▶ **EXERCISE**: Would you transcribe everything in the appraisal process text from "Their home's purchase" down to "the title company.", word for word?

▶ **GIVEN TEXT**:
+++
Understanding the Appraisal Process

Their home's purchase can be the largest financial decision some people will ever encounter. Whether it's where you raise your family, a seasonal vacation property or one of many rentals, purchasing real property is a complex financial transaction that requires multiple parties to see it through.

It's likely you are familiar with the parties taking part in the transaction. The most known person in the exchange is the real estate agent. Next, the bank provides the money needed to finance the deal. And ensuring all details of the transaction are completed and that a clear title transfers from the seller to the purchaser is the title company.

To learn more about appraising, click here to see a short video or call us today to talk about your specific property.

So, what party makes sure the value of the real estate is consistent with the purchase price? This is where the appraiser comes in. We provide an unbiased estimate of what a buyer could expect to pay — or a seller receive — for a parcel of real estate, where both buyer and seller are informed parties. A licensed, certified, professional appraiser from Shamrock Appraisals, Inc. will ensure, you as an interested party, are informed.

Inspecting the subject property

Our first duty at Shamrock Appraisals, Inc. is to inspect the property to ascertain its true status. We must see features first hand, such as the number of bedrooms and bathrooms, the location, living areas, etc, to ensure they really exist and are in the condition a typical person would expect them to be. The inspection often includes a sketch of the house, ensuring the square footage is correct and illustrating the layout of the property. Most importantly, we look for any obvious amenities - or defects - that would have an impact on the value of the house.
+++
▶ **INFORMATION SHOWN**:
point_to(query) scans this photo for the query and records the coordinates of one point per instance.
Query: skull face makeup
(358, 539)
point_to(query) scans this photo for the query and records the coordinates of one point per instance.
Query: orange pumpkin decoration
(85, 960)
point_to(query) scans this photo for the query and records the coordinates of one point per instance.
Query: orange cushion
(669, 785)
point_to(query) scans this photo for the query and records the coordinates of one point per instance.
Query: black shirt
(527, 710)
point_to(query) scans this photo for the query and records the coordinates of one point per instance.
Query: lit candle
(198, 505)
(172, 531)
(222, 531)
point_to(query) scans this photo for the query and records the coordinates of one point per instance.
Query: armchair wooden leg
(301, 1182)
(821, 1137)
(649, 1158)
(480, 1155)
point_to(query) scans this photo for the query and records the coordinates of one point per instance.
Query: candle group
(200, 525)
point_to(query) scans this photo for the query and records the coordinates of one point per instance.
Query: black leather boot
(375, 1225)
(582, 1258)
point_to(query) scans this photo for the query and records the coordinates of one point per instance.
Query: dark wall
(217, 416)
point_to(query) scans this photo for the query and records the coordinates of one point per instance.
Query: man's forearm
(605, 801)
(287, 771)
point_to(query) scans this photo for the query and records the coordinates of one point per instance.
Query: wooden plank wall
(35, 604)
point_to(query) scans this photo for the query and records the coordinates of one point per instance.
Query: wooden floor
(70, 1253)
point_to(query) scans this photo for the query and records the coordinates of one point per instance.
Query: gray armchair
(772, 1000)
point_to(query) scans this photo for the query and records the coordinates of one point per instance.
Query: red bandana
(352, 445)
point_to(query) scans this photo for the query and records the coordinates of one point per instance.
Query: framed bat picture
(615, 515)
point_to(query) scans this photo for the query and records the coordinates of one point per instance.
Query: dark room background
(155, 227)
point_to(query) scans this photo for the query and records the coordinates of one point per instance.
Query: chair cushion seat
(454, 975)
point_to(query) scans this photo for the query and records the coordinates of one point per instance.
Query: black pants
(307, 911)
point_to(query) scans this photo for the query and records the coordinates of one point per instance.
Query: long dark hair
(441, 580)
+++
▶ **RESPONSE**:
Their home's purchase can be the largest financial decision some people will ever encounter. Whether it's where you raise your family, a seasonal vacation property or one of many rentals, purchasing real property is a complex financial transaction that requires multiple parties to see it through.

It's likely you are familiar with the parties taking part in the transaction. The most known person in the exchange is the real estate agent. Next, the bank provides the money needed to finance the deal. And ensuring all details of the transaction are completed and that a clear title transfers from the seller to the purchaser is the title company.